Transcribe the whole listing below word for word, keeping every line unchanged.

--

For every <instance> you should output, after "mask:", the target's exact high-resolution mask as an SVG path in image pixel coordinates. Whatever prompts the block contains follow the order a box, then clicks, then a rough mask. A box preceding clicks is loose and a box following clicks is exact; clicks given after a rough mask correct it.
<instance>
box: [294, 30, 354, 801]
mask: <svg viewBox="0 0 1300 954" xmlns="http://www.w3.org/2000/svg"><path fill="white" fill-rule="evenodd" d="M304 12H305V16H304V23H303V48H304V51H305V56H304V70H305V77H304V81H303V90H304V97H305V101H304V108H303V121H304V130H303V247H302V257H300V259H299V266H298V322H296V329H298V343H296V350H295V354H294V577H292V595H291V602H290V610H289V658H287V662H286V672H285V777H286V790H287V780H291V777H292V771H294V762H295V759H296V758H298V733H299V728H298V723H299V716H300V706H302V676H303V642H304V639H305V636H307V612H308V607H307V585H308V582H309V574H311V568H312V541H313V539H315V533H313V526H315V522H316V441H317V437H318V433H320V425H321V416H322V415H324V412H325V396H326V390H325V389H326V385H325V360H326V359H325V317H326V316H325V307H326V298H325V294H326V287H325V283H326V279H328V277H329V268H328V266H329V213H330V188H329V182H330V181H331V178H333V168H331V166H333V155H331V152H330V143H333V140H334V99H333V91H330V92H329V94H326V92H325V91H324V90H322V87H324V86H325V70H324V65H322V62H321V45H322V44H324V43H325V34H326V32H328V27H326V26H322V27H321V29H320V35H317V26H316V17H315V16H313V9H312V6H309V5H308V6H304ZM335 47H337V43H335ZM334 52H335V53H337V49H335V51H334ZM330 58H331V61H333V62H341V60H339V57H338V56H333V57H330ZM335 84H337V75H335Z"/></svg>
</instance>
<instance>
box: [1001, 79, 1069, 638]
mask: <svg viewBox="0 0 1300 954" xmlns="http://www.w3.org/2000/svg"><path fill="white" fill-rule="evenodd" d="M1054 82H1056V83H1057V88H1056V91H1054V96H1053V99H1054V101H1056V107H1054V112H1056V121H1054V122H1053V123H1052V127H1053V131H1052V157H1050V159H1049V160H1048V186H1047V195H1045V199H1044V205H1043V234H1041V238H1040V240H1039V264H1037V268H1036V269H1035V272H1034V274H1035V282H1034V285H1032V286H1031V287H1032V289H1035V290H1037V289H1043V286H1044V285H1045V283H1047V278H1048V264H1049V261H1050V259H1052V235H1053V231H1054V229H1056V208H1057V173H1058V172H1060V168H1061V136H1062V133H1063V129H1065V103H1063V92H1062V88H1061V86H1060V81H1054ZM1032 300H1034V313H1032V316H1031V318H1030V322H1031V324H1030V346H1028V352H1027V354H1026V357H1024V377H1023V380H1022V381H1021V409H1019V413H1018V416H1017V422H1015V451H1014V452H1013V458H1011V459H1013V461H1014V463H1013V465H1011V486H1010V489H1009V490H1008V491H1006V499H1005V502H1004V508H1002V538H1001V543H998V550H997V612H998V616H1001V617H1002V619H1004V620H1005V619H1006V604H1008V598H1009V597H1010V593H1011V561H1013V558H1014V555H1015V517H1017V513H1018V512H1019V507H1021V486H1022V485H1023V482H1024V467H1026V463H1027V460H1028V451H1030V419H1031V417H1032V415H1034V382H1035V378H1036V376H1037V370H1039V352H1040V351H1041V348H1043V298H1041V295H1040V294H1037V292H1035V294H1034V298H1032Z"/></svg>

--

> [EXERCISE ANSWER]:
For every <instance> you should output, after "mask:", the target's exact high-resolution mask as an SVG path in image pixel coordinates. Whatever prompts the block contains follow the order a box, then clicks, then a rough mask. A box preceding clicks is loose and a box following clicks is exact; clicks given after a rough mask correct it.
<instance>
box: [294, 30, 354, 801]
mask: <svg viewBox="0 0 1300 954" xmlns="http://www.w3.org/2000/svg"><path fill="white" fill-rule="evenodd" d="M304 12H305V16H304V23H303V48H304V51H305V56H304V70H305V77H304V81H303V90H304V97H305V101H304V108H303V121H304V130H303V247H302V257H300V259H299V266H298V322H296V329H298V343H296V350H295V354H294V577H292V595H291V602H290V610H289V658H287V662H286V672H285V777H286V790H287V780H291V777H292V771H294V762H295V759H296V758H298V733H299V728H298V723H299V716H300V706H302V676H303V642H304V639H305V636H307V612H308V607H307V585H308V582H309V574H311V568H312V541H313V539H315V533H313V526H315V522H316V441H317V437H318V433H320V425H321V416H322V415H324V412H325V396H326V390H325V389H326V385H325V360H326V359H325V317H326V316H325V307H326V298H325V294H326V287H325V283H326V279H328V277H329V268H328V266H329V213H330V188H329V182H330V181H331V178H333V168H331V166H333V155H331V152H330V143H333V140H334V99H333V91H330V92H329V94H326V92H325V91H324V90H322V87H324V86H325V70H324V65H322V62H321V45H322V44H324V43H325V34H326V32H328V27H326V26H322V27H321V29H320V35H317V26H316V17H315V16H313V9H312V6H309V5H308V6H304ZM335 47H337V43H335ZM334 52H335V53H337V49H335V51H334ZM330 58H331V61H333V62H341V60H339V57H338V56H333V57H330ZM335 84H337V75H335Z"/></svg>
</instance>
<instance>
box: [1001, 79, 1069, 638]
mask: <svg viewBox="0 0 1300 954" xmlns="http://www.w3.org/2000/svg"><path fill="white" fill-rule="evenodd" d="M1054 82H1056V83H1057V88H1056V91H1054V96H1053V99H1054V101H1056V107H1054V112H1056V121H1054V122H1053V123H1052V127H1053V131H1052V157H1050V159H1049V160H1048V186H1047V195H1045V199H1044V205H1043V234H1041V238H1040V240H1039V264H1037V268H1036V269H1035V272H1034V274H1035V282H1034V285H1032V286H1031V287H1032V289H1035V290H1037V289H1043V286H1044V285H1045V283H1047V278H1048V264H1049V261H1050V259H1052V235H1053V231H1054V229H1056V208H1057V173H1058V172H1060V168H1061V136H1062V133H1063V129H1065V103H1063V92H1062V88H1061V86H1060V81H1054ZM1032 300H1034V313H1032V316H1031V318H1030V322H1031V324H1030V346H1028V352H1027V354H1026V357H1024V377H1023V380H1022V381H1021V409H1019V413H1018V416H1017V422H1015V451H1014V452H1013V458H1011V459H1013V461H1014V463H1013V465H1011V486H1010V489H1009V490H1008V491H1006V499H1005V502H1004V508H1002V538H1001V543H998V550H997V612H998V616H1001V617H1002V619H1004V620H1005V619H1006V604H1008V598H1009V597H1010V593H1011V561H1013V558H1014V555H1015V517H1017V513H1018V512H1019V507H1021V486H1022V485H1023V482H1024V467H1026V463H1027V460H1028V451H1030V419H1031V417H1032V415H1034V382H1035V378H1036V376H1037V370H1039V352H1040V351H1041V348H1043V298H1041V295H1040V294H1037V292H1035V294H1034V298H1032Z"/></svg>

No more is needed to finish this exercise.